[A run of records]
━━━━━━━━━━━━━━━━━━━━━━━━━━━━━━
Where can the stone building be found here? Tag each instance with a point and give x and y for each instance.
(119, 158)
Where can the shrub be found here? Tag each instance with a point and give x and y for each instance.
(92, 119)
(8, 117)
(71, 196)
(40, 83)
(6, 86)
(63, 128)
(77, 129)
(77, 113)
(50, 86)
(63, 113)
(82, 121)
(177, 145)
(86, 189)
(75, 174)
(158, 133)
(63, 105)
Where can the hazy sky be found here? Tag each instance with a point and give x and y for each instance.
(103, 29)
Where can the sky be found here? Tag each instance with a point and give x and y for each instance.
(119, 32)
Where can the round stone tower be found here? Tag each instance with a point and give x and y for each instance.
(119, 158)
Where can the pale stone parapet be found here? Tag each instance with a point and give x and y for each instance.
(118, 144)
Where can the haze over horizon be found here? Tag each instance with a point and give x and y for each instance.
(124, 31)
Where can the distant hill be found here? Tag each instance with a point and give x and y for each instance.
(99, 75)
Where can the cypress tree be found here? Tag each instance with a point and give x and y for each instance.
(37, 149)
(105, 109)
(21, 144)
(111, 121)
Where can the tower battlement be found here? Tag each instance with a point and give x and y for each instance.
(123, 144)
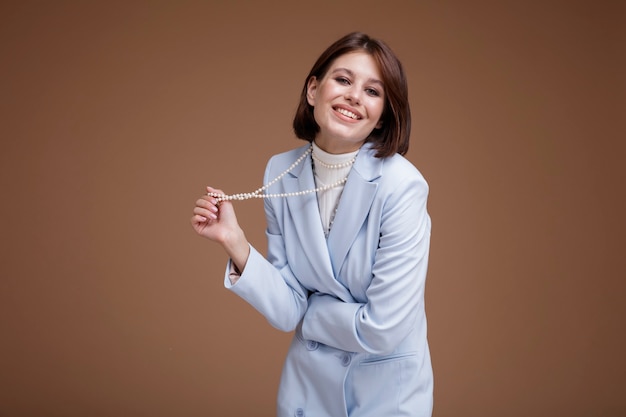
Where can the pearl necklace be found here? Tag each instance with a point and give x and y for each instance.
(259, 193)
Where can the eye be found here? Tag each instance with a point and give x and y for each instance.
(372, 92)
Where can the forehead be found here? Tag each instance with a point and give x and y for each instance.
(360, 63)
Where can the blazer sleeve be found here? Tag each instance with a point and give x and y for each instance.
(395, 296)
(269, 285)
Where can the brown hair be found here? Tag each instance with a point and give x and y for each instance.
(393, 136)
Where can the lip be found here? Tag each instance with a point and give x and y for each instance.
(359, 116)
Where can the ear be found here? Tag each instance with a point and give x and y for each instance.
(311, 89)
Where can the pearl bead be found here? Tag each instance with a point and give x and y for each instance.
(259, 192)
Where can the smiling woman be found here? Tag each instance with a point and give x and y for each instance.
(348, 244)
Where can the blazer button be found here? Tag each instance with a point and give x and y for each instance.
(312, 345)
(346, 359)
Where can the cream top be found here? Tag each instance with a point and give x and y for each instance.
(330, 168)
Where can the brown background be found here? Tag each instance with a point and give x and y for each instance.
(116, 115)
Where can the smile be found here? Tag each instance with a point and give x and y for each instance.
(347, 113)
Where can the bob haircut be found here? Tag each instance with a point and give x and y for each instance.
(393, 136)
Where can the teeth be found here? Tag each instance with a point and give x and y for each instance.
(348, 113)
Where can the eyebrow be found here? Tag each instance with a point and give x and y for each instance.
(351, 73)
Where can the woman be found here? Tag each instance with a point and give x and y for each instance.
(348, 240)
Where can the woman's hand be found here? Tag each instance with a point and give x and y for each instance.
(218, 223)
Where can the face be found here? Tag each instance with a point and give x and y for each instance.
(347, 102)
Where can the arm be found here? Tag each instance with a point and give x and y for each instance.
(269, 286)
(396, 293)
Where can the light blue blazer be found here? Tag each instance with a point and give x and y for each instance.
(354, 299)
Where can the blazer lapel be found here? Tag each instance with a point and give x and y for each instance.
(304, 213)
(354, 205)
(305, 217)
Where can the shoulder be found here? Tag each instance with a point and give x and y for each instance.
(284, 160)
(400, 173)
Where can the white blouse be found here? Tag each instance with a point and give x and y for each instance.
(330, 168)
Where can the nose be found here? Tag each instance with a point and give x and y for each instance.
(353, 94)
━━━━━━━━━━━━━━━━━━━━━━━━━━━━━━
> Task objective
Pictures in the data above should not be copied; transcribe everything else exactly.

> Answer to the problem
Where can the stone building be found here? Tag each instance with a point and give x and y for each instance.
(119, 158)
Where can the shrub be found here? Tag each instance with a point and give x and y for each instance.
(92, 119)
(8, 117)
(71, 196)
(40, 83)
(6, 86)
(63, 128)
(77, 129)
(77, 113)
(50, 86)
(63, 113)
(82, 121)
(177, 145)
(86, 189)
(75, 174)
(158, 133)
(63, 105)
Where can the hazy sky be found here? Tag each instance with a point and give x and y for each instance.
(103, 29)
Where can the sky be found here? Tag each instance with a point and give x and y for each instance.
(119, 32)
Where can the round stone tower be found here? Tag each instance with a point and give x and y for each instance.
(119, 158)
Where can the pale stone parapet be found here? Tag each instance with a point and give x and y for each instance.
(118, 144)
Where can the haze over horizon be found here? Tag each instance with a point and give x and y for each instance.
(124, 31)
Where can the distant hill be found here? Tag each instance with a point and give x and y for each instance.
(99, 75)
Where can the cypress tree be found here? Tag each instance with a point and give x and y for each instance.
(37, 149)
(105, 109)
(21, 144)
(111, 121)
Where can the tower battlement be found here? Tag each instance with a point and give x and y for each instance.
(123, 144)
Where can the pearl necklace be found here? Tag each instance with a point and give x and y for each instance.
(259, 193)
Where can the eye be found here? Tag each instance with a point and give x and y for each instance.
(372, 92)
Where can the forehead be found here? Tag each instance with a point and give x and y for each instance.
(360, 63)
Where can the blazer sleeve be found here? Tag each instance with a point and give x and y for each instance.
(395, 296)
(269, 285)
Where can the brown hair be found here? Tag each instance with a point and give x and y for each instance.
(393, 136)
Where can the lip be found here? Tag each instance with a point and give x and y for each instance.
(359, 116)
Where can the ear be found here? Tag each instance with a point and give x and y for each instance.
(311, 89)
Where can the pearl bead be found here? Tag each instance with a point and give x and y for each instance.
(259, 192)
Where can the smiling woman be found here? Tag each instance with a point and give x and y for each instance.
(348, 244)
Where can the blazer button be found here? Tag each instance with a point and give x and y for each instance.
(312, 345)
(346, 359)
Where can the cream top be found here? Tag each instance with a point and give x and y for each instance.
(330, 168)
Where can the brown background be found here? Tag each instance with a point and give x and y for each instance.
(116, 115)
Where can the smile be found here? Tag each instance with a point and give x and y for each instance.
(347, 113)
Where can the bob haircut be found here? Tag each instance with a point and give x and y for each instance.
(393, 136)
Where can the teeth be found here? Tag each instance with a point and give x and y for each instance.
(348, 113)
Where can the eyebrow be found here? Tag each instance with a point and give x and y for each instance.
(351, 73)
Where can the woman be found here? Tag each instance with a point and give x and y for each instance.
(348, 240)
Where can the woman's hand be found here? Tag each instance with a point and give x and y for each instance.
(218, 223)
Where can the face be found here? Tag each instance with a point and give x and y for each instance.
(347, 102)
Where can the arm be found here? Tag each instance with a point and give x and y for each instance.
(269, 286)
(396, 293)
Where can the light blue blazer be found here? Tag each instance with a point and give x and y for each instance.
(354, 299)
Where can the blazer lapel be found here? Tag each instance with a point and give x and y for each instance.
(304, 213)
(354, 205)
(305, 217)
Where can the shoulder be found here? Tag each instance with a point and give x and y for each instance.
(284, 160)
(400, 173)
Where can the white blouse be found here? Tag each instance with a point and give x and y for each instance.
(330, 168)
Where can the nose be found here? Tag each instance with a point and give x and y for each instance.
(353, 94)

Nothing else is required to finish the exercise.